Beyond Tools: Understanding How Heavy Users Integrate LLMs into Everyday Tasks and Decision-Making
Eunhye Kim, Kiroong Choe, Minju Yoo, Sadat Shams Chowdhury, Jinwook Seo
TL;DR
This paper investigates how heavy users integrate LLMs into everyday decision-making, extending beyond domain-specific applications. Using a qualitative approach with seven diverse participants, it maps patterns of use, underlying needs, and evolving mental models. The findings reveal that users engage LLMs for social validation, self-regulation, and interpersonal guidance, employing cognitive offloading and nuanced delegation strategies rather than simple outsourcing. The work highlights the need to rethink over-reliance metrics, incorporate richer contextual inputs, and consider generational differences in LLM interaction to inform future design and evaluation of AI-assisted decision-making.

▶ PROVIDED INFORMATION:

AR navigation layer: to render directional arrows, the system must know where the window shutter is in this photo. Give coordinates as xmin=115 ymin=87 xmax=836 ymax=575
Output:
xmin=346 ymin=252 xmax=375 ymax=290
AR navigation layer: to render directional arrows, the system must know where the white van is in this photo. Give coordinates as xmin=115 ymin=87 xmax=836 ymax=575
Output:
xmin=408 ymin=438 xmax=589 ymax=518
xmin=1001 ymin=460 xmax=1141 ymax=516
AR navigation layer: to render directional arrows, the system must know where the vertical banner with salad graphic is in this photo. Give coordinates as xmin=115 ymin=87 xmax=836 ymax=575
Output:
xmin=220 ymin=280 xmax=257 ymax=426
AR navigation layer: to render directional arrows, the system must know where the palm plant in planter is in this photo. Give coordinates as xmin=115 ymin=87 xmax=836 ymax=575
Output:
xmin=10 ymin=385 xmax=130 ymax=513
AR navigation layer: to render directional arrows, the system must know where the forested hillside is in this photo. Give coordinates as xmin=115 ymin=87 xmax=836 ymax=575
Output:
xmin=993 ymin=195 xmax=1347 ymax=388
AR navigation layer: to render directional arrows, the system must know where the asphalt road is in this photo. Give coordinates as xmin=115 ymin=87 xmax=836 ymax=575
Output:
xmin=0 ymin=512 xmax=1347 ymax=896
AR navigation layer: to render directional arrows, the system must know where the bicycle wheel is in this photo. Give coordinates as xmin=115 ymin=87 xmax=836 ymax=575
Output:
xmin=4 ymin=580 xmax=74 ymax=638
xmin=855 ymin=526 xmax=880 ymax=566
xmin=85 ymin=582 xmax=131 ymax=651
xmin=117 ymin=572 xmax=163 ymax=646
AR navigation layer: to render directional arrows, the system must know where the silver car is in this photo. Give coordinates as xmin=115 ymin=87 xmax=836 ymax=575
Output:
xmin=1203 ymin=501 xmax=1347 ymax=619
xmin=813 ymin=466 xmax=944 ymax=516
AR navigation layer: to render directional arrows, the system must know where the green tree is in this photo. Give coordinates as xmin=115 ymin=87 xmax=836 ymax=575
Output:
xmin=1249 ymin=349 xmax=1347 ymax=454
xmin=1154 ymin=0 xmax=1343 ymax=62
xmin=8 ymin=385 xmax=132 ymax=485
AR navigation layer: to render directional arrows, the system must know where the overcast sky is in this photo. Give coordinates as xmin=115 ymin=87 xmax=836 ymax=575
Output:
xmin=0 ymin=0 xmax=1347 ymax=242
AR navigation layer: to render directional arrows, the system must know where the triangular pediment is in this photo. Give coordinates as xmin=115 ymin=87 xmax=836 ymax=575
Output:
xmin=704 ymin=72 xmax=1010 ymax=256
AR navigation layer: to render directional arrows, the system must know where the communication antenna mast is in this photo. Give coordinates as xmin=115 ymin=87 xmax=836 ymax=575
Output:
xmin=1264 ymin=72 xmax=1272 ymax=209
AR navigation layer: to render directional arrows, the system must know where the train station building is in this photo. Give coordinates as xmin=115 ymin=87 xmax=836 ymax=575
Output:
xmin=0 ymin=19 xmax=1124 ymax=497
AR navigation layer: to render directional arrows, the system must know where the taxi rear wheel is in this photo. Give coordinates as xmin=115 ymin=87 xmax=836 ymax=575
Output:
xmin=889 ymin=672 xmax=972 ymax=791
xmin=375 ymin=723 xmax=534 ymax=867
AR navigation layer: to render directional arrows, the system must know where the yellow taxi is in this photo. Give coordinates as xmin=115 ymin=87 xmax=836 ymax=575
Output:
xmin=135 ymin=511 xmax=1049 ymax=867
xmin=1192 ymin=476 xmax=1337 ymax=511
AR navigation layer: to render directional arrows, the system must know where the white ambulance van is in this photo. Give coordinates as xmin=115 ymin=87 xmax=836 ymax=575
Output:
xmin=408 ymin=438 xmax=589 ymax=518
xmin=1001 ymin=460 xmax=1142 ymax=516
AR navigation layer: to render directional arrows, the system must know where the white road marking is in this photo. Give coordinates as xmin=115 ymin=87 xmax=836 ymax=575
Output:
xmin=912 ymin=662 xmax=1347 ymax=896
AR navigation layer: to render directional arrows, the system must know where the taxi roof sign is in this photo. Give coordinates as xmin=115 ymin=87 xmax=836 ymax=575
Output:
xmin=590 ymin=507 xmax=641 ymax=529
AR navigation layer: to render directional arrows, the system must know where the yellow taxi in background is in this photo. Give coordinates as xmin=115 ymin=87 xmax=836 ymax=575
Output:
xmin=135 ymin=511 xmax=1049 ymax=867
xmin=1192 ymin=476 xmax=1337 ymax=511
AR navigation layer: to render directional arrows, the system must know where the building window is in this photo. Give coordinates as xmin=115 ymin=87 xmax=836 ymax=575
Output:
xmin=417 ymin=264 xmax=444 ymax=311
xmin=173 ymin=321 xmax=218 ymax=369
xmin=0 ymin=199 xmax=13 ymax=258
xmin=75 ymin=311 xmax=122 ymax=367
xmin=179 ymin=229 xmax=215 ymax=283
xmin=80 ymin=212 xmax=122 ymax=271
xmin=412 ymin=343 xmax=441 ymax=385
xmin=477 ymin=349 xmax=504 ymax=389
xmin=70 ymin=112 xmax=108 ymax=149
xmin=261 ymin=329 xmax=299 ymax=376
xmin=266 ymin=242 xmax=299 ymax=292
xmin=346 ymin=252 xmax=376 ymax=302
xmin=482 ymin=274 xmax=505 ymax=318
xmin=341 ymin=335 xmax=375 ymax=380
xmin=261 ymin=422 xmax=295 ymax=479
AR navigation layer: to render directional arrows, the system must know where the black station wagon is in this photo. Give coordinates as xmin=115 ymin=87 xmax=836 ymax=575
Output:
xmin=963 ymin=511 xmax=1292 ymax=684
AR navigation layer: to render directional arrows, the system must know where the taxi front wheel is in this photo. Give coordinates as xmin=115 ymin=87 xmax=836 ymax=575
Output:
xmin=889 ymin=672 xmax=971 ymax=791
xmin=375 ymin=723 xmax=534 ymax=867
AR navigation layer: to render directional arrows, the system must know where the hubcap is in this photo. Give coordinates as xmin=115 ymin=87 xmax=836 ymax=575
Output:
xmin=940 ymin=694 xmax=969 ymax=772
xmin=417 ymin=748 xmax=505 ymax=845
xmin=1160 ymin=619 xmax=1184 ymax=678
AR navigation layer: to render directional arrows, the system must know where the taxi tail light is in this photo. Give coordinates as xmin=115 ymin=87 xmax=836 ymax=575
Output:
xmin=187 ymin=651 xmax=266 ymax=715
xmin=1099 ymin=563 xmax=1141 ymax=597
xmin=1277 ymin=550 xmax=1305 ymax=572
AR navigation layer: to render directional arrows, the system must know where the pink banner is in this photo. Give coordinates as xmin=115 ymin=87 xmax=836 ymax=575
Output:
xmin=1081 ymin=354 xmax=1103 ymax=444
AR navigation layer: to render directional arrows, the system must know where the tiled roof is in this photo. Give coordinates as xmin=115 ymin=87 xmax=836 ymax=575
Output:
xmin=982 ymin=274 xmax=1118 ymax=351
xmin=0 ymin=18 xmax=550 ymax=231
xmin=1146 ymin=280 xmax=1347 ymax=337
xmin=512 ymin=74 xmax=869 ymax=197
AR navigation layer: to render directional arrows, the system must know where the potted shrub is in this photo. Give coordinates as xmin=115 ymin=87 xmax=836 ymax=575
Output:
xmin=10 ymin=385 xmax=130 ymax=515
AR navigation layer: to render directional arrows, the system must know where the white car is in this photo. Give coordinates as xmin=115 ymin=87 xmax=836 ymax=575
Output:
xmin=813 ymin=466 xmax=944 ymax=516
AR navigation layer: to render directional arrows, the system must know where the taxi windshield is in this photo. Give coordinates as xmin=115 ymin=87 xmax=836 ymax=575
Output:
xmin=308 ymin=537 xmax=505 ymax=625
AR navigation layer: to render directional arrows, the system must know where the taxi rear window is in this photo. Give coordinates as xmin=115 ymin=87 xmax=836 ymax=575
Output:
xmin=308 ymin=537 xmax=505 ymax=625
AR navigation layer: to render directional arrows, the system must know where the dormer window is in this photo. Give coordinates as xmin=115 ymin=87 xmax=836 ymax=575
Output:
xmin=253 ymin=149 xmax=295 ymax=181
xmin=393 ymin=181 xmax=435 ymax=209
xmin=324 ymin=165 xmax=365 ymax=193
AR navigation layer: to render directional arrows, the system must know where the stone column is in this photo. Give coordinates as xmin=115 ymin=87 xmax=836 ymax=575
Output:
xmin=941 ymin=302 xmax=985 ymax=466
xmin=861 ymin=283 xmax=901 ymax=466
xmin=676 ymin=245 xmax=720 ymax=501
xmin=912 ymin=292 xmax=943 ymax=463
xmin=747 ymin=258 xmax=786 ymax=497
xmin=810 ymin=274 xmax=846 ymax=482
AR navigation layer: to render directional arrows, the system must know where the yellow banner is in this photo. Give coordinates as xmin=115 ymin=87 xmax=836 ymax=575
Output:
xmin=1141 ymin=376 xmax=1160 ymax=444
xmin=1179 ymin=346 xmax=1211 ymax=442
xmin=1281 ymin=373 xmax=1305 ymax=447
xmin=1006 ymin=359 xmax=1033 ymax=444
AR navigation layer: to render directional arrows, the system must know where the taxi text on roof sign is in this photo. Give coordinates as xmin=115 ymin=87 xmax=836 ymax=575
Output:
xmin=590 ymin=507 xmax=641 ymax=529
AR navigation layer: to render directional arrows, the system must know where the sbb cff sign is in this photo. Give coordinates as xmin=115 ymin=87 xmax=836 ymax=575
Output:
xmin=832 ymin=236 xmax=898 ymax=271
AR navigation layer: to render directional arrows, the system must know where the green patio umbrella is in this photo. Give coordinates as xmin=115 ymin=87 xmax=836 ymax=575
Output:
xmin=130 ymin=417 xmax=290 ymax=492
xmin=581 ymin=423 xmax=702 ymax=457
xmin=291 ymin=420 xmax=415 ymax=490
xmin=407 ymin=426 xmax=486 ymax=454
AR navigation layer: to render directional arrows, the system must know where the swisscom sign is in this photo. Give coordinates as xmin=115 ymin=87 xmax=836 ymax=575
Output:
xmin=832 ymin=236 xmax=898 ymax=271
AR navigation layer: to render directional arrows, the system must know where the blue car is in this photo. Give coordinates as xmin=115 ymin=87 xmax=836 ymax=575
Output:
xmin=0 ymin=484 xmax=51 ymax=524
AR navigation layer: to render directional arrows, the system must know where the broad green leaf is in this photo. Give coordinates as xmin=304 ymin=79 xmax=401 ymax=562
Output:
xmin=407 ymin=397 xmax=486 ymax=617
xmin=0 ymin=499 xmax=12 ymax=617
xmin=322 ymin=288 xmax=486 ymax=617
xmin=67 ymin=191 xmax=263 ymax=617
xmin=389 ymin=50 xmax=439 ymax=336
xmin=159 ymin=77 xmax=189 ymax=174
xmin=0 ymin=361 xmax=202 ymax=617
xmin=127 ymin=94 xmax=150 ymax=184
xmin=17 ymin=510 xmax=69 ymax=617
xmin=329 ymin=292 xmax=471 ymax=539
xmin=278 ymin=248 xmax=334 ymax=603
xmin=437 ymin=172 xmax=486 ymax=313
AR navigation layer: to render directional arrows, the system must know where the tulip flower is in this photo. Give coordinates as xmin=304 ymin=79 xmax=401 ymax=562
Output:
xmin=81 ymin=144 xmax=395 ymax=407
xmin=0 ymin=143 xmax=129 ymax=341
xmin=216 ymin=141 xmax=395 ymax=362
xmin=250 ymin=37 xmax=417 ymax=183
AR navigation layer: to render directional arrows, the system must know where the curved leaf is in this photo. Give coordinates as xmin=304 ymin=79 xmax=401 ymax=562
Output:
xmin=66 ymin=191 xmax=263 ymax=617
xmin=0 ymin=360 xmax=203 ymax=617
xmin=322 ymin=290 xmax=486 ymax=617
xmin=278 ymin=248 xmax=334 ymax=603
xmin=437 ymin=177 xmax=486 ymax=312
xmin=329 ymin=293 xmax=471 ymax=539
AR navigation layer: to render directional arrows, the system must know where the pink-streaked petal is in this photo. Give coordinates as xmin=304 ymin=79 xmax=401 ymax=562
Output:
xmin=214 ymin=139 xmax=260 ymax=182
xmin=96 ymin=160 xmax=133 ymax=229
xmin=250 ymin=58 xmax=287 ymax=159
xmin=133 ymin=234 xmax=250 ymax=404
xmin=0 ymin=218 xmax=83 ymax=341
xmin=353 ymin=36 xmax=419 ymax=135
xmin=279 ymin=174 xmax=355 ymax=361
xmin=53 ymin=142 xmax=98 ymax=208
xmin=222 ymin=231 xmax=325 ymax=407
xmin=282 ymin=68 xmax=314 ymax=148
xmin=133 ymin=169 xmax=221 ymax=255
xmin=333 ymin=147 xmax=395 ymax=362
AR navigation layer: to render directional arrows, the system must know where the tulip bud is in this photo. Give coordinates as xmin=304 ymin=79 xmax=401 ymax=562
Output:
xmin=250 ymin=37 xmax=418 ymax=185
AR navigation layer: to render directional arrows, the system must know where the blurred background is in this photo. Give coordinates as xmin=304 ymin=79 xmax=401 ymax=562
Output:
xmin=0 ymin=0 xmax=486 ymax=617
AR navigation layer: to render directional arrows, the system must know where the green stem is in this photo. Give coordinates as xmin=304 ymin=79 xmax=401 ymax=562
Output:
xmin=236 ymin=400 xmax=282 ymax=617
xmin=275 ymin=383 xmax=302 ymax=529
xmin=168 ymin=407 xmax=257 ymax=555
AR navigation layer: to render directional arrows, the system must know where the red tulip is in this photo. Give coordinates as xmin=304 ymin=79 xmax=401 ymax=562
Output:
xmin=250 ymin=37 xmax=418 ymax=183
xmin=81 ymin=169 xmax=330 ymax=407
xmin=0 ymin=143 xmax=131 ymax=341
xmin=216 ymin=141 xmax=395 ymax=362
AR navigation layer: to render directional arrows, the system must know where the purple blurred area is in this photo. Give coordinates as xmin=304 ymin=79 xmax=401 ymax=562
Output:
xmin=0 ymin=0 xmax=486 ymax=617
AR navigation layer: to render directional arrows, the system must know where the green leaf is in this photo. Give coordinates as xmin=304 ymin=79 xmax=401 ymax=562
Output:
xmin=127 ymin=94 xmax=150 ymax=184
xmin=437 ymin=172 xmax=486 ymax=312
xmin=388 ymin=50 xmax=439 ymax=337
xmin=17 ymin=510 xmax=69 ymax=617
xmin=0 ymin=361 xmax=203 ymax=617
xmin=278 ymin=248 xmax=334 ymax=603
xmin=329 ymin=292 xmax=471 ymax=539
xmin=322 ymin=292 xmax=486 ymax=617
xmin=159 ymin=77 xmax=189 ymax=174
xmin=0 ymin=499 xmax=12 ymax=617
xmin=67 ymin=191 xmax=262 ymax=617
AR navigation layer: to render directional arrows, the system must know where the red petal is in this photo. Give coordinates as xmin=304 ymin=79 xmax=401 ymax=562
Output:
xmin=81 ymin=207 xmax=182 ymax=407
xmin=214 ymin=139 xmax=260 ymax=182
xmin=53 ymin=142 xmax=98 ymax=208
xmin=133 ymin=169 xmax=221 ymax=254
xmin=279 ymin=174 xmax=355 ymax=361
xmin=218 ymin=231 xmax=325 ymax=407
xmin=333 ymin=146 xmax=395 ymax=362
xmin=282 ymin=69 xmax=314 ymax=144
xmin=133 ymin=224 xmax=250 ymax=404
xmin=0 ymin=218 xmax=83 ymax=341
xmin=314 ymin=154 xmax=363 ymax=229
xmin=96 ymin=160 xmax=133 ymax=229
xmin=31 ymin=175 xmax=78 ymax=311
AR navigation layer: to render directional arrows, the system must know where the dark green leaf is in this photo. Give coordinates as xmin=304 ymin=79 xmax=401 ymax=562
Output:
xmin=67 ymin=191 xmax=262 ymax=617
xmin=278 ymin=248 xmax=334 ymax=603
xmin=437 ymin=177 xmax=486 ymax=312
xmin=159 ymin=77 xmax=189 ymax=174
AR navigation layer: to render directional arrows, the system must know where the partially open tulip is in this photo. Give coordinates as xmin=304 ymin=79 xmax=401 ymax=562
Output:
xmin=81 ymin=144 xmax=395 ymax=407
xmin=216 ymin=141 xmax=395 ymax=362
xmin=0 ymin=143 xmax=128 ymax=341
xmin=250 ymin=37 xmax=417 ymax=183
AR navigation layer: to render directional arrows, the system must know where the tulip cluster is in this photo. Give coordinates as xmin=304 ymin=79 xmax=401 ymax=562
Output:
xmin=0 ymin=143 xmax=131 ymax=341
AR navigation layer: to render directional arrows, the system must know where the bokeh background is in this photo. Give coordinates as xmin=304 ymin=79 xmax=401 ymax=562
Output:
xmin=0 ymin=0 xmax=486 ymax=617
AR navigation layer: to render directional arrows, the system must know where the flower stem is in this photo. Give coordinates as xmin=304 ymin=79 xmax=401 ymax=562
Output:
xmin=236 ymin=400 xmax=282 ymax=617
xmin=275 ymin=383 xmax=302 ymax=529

▶ TO DO:
(1) Answer from the summary on heavy LLM users:
(a) How many participants took part in the study?
(b) For which three purposes do users engage LLMs?
(c) What kind of differences in LLM interaction does the work say should be considered?
(2) Please extend the summary on heavy LLM users with a few sentences that pick up after its last one.
The material has nothing to do with the summary on heavy LLM users.

▶ RESPONSE LIST:
(1)
(a) Seven.
(b) Social validation, self-regulation, and interpersonal guidance.
(c) Generational differences.

(2)
Abstract
Large language models (LLMs) are increasingly used for both everyday and specialized tasks. While HCI research focuses on domain-specific applications, little is known about how heavy users integrate LLMs into everyday decision-making. Through qualitative interviews with heavy LLM users (n=7) who employ these systems for both intuitive and analytical thinking tasks, our findings show that participants use LLMs for social validation, self-regulation, and interpersonal guidance, seeking to build self-confidence and optimize cognitive resources. These users viewed LLMs either as rational, consistent entities or average human decision-makers. Our findings suggest that heavy LLM users develop nuanced interaction patterns beyond simple delegation, highlighting the need to reconsider how we study LLM integration in decision-making processes.